• _Written request_:
Repeat the records below word for word, but start at the line that contains "In this picture, where can the man's hand", stop after the last line, and include nothing else.

• _Exercise data_:
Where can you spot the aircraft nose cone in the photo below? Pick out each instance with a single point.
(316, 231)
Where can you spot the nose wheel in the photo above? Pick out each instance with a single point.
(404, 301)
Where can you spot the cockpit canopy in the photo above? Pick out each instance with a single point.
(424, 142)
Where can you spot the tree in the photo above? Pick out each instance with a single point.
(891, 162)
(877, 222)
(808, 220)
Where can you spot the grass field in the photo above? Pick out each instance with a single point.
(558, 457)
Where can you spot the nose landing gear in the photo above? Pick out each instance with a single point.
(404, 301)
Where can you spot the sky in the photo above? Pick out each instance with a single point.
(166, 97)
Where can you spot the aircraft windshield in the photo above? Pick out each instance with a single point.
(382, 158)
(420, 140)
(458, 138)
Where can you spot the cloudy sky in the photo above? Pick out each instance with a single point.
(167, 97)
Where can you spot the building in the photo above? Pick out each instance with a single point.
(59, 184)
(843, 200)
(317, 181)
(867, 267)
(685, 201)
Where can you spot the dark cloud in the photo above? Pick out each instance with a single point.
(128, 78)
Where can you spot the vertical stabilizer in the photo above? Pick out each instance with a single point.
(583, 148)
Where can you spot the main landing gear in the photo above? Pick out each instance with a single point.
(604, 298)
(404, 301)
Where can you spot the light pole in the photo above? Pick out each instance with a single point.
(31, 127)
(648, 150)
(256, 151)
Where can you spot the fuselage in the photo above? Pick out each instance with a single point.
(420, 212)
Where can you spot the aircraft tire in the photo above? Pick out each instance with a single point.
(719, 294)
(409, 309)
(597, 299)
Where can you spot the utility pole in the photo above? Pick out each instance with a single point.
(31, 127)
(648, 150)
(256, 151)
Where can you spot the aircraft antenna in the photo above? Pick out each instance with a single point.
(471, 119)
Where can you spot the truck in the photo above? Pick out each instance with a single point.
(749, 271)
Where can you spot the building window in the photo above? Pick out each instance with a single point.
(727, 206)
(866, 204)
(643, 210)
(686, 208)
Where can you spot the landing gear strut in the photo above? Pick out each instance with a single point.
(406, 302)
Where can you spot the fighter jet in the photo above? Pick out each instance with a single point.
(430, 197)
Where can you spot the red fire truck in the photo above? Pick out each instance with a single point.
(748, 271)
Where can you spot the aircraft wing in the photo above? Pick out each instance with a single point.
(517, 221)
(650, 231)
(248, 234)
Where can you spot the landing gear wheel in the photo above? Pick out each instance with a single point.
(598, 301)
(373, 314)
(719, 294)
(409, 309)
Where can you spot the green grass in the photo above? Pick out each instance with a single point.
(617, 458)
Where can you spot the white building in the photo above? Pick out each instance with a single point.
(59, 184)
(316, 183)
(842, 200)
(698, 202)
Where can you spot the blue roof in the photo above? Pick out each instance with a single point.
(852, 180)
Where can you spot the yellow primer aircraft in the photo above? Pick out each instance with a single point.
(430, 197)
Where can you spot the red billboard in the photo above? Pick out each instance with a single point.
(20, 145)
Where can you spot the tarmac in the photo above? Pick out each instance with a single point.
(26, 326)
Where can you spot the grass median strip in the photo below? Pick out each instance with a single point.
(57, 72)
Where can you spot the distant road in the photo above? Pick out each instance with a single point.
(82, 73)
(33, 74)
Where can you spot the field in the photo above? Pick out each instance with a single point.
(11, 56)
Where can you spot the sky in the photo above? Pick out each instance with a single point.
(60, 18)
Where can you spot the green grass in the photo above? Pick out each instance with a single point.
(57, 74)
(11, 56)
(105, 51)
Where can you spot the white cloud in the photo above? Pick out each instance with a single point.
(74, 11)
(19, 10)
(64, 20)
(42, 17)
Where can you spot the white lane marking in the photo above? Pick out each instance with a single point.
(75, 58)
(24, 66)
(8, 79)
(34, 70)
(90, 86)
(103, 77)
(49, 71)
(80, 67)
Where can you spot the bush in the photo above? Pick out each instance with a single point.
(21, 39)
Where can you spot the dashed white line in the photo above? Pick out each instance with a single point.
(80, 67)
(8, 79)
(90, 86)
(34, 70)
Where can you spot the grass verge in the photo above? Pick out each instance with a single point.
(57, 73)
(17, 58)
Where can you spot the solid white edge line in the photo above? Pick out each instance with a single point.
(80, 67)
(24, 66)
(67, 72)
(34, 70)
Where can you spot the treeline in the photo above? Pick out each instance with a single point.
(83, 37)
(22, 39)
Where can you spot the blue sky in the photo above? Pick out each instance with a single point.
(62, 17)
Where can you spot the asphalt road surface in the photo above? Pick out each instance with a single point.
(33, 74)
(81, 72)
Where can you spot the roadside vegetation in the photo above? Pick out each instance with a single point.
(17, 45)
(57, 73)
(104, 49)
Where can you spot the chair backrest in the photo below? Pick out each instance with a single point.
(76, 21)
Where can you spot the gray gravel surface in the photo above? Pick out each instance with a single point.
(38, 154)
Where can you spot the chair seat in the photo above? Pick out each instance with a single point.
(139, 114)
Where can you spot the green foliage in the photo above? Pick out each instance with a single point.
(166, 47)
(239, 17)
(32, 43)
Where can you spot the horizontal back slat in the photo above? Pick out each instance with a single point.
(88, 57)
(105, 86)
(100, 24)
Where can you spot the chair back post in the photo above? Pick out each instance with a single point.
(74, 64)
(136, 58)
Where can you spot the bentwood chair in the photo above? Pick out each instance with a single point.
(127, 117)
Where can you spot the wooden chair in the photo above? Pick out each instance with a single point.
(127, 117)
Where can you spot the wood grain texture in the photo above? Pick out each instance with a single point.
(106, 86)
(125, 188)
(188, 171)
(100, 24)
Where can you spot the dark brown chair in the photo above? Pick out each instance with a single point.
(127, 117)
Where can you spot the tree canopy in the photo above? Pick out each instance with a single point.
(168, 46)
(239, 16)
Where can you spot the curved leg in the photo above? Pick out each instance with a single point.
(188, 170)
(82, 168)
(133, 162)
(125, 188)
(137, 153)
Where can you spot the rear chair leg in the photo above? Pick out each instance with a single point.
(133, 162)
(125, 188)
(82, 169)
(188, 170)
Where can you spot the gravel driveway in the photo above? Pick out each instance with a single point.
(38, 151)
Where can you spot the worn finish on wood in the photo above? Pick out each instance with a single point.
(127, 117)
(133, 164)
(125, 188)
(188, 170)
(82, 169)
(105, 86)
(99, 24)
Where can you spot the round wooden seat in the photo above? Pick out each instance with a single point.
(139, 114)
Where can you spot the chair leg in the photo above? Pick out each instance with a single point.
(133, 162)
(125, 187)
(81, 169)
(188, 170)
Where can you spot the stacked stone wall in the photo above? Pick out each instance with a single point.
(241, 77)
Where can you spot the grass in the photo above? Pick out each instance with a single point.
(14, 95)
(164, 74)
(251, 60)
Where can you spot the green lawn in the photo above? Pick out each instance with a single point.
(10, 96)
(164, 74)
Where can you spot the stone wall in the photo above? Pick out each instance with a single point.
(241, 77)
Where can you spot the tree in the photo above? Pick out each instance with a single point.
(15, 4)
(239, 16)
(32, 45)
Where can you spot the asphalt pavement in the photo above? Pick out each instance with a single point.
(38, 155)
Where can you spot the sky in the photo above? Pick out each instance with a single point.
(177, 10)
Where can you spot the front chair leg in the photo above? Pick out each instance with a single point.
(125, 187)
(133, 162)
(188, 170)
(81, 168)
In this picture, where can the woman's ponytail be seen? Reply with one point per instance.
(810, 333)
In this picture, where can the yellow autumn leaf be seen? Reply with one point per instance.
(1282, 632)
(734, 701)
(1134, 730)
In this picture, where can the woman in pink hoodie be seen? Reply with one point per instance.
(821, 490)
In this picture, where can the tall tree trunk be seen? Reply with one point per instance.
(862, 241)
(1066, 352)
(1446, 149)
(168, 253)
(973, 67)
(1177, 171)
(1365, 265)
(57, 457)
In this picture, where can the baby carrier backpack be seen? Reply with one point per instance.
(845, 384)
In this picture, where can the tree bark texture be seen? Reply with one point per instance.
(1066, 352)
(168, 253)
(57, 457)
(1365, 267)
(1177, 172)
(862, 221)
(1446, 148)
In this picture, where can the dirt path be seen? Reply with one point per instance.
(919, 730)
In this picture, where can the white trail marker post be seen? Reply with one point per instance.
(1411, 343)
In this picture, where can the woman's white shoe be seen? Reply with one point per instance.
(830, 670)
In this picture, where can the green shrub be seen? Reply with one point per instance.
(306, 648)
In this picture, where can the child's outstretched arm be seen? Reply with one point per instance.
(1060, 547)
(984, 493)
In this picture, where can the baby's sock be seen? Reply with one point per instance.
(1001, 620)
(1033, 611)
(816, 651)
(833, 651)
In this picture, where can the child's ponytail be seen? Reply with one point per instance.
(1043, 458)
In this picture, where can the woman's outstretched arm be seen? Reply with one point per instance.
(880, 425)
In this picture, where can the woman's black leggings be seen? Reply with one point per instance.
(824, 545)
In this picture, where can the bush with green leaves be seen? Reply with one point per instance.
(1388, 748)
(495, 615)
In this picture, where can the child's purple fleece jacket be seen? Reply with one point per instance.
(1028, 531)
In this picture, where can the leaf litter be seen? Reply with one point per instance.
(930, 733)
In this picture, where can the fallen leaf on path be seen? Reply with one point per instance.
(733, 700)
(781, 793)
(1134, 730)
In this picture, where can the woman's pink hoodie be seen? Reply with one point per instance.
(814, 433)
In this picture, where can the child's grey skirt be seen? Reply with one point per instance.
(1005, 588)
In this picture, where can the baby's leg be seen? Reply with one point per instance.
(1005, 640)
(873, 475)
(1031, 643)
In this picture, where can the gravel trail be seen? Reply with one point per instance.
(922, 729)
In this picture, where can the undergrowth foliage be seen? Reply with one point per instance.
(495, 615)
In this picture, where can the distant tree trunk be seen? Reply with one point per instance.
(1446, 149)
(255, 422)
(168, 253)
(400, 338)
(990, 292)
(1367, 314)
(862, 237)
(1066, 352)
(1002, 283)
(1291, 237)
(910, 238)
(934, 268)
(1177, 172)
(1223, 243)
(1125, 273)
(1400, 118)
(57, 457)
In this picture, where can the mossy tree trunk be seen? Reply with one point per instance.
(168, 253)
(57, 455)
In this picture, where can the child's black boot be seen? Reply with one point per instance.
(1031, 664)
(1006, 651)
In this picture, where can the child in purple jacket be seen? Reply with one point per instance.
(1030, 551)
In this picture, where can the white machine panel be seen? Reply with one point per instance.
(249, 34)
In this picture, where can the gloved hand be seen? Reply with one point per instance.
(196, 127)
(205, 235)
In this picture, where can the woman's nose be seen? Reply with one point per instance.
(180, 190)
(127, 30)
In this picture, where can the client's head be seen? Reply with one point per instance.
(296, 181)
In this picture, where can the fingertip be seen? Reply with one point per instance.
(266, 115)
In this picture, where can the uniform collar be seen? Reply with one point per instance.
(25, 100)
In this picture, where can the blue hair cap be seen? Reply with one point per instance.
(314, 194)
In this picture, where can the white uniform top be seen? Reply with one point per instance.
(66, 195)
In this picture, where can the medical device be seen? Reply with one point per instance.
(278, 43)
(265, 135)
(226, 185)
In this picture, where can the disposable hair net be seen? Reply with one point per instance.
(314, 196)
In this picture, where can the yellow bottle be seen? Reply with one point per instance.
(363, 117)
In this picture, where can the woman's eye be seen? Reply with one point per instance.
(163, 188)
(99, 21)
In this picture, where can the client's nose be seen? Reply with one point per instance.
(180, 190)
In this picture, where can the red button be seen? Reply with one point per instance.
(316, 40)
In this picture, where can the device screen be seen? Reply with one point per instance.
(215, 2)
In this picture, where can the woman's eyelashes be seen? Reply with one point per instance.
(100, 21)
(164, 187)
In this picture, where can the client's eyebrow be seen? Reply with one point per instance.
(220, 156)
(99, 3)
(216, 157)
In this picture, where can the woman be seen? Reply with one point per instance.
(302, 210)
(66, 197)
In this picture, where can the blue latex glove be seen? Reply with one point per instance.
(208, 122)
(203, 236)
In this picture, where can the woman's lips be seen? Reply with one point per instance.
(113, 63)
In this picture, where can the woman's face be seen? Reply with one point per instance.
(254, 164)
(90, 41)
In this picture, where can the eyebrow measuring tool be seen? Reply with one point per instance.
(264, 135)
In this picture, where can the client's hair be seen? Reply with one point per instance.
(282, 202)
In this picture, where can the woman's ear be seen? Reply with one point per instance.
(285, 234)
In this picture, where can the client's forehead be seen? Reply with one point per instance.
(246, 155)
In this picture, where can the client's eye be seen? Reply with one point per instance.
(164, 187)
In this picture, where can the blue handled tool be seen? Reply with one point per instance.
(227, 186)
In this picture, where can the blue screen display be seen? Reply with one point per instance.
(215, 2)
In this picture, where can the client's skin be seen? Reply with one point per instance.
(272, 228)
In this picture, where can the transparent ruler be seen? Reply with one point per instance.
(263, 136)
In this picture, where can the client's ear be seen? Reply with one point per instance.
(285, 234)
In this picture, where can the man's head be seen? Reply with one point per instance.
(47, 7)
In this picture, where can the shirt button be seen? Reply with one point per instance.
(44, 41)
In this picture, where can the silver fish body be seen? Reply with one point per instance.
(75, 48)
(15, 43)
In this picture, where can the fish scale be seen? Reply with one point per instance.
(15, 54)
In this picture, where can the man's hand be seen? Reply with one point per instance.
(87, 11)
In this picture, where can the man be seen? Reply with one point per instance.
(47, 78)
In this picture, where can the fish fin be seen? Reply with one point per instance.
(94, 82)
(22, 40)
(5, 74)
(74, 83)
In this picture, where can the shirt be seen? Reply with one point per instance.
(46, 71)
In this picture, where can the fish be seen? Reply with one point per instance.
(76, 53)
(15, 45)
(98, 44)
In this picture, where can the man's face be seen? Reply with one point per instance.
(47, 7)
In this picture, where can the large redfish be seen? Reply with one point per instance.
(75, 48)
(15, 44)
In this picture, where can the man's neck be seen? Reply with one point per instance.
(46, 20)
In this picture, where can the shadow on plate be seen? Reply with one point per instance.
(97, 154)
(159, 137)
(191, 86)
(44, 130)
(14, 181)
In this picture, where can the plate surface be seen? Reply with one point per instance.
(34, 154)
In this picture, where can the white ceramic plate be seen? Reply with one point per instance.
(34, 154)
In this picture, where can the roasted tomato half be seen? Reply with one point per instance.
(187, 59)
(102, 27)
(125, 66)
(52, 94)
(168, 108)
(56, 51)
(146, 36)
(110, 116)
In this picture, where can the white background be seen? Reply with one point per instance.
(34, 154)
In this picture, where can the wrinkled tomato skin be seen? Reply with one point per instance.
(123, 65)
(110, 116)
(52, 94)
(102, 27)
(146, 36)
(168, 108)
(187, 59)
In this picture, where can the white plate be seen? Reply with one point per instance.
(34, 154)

• _Worked answer_:
In this picture, where can the man's hand be seen? Reply with one point per instance.
(87, 11)
In this picture, where can the man be seen? Reply with one point per instance.
(47, 78)
In this picture, where can the fish fin be seen? Reply with one point per instance.
(94, 82)
(22, 40)
(5, 74)
(74, 83)
In this picture, where can the shirt be seen? Reply with one point per instance.
(46, 71)
In this picture, where can the fish be seen? Reply with one point per instance.
(76, 53)
(15, 45)
(98, 44)
In this picture, where can the man's face be seen? Reply with one point per instance.
(47, 7)
In this picture, where can the large redfish be seen? Reply with one point per instance.
(75, 48)
(15, 44)
In this picture, where can the man's neck be seen? Reply with one point per instance.
(46, 20)
In this picture, where can the shadow on plate be seen? Reply with one point per instance.
(97, 154)
(159, 137)
(191, 86)
(44, 130)
(14, 181)
In this picture, where can the plate surface be seen? Reply with one point per instance.
(34, 154)
In this picture, where can the white ceramic plate be seen? Reply with one point per instance.
(34, 154)
In this picture, where can the roasted tomato half be seen? Reply with one point per instance.
(187, 59)
(102, 27)
(125, 66)
(52, 94)
(168, 108)
(56, 51)
(146, 36)
(110, 116)
In this picture, where can the white background be seen? Reply with one point per instance.
(34, 154)
In this picture, where can the wrinkled tomato skin be seen? Reply with one point per instance.
(123, 65)
(110, 116)
(52, 94)
(102, 27)
(146, 36)
(168, 108)
(187, 59)
In this picture, where can the white plate be seen? Reply with one point per instance.
(34, 154)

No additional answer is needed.